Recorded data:
___

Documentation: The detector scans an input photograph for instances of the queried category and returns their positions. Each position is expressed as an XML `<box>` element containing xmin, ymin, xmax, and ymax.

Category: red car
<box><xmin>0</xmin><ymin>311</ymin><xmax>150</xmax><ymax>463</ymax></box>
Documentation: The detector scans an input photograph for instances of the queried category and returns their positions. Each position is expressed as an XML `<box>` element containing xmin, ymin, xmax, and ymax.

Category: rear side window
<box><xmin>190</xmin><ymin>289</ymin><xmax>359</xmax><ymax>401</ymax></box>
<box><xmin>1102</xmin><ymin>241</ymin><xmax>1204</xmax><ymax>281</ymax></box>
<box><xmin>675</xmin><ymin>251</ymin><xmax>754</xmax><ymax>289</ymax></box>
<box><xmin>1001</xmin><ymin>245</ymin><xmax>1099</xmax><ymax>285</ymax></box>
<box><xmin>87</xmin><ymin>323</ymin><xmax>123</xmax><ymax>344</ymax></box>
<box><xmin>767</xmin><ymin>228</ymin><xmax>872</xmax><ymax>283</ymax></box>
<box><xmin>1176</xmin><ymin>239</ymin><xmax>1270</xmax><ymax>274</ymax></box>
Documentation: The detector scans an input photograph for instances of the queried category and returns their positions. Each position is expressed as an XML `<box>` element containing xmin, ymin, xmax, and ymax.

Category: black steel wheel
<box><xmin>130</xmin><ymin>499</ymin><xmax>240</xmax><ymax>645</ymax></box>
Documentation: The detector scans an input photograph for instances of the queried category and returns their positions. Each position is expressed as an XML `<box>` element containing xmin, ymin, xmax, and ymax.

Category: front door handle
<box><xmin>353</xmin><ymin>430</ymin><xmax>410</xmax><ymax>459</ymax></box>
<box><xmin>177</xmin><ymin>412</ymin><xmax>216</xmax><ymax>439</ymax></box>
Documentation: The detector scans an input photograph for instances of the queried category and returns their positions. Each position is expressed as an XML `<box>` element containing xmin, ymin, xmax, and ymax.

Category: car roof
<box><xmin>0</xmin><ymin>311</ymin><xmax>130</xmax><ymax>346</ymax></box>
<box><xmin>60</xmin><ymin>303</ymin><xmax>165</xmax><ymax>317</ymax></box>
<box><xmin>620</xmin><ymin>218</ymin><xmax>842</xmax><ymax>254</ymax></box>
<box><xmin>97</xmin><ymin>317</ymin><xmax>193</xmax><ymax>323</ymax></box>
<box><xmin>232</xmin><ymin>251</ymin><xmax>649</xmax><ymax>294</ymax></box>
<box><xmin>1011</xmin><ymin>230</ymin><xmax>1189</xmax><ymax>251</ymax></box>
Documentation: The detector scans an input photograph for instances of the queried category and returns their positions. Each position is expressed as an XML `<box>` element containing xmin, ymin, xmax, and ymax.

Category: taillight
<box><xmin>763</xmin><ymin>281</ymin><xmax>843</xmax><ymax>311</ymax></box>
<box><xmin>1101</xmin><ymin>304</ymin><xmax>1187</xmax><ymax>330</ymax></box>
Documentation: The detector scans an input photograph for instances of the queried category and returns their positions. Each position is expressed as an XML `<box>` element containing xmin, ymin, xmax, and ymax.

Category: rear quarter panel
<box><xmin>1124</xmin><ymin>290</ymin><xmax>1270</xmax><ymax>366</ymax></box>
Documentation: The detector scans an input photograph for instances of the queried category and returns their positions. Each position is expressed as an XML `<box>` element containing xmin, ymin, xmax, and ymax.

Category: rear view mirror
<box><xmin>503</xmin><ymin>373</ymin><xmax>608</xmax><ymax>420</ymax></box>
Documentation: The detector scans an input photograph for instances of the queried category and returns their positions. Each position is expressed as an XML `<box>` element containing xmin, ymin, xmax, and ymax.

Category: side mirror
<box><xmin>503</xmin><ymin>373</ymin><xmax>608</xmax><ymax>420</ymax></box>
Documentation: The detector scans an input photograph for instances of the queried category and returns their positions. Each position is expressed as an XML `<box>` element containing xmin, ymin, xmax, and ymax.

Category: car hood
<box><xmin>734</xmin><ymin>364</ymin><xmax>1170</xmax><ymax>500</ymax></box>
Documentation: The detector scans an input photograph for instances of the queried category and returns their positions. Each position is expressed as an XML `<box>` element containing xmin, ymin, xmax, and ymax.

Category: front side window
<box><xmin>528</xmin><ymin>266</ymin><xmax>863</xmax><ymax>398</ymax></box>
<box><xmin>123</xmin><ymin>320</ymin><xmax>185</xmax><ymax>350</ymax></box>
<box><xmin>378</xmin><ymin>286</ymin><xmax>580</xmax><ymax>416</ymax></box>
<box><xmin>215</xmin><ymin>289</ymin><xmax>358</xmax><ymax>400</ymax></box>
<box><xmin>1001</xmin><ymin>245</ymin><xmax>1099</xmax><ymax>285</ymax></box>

___

• **Exercise goal**
Count the lines in the listing above that contain the word "mirror", matching case exactly. Reply with only the number.

• **Final answer**
2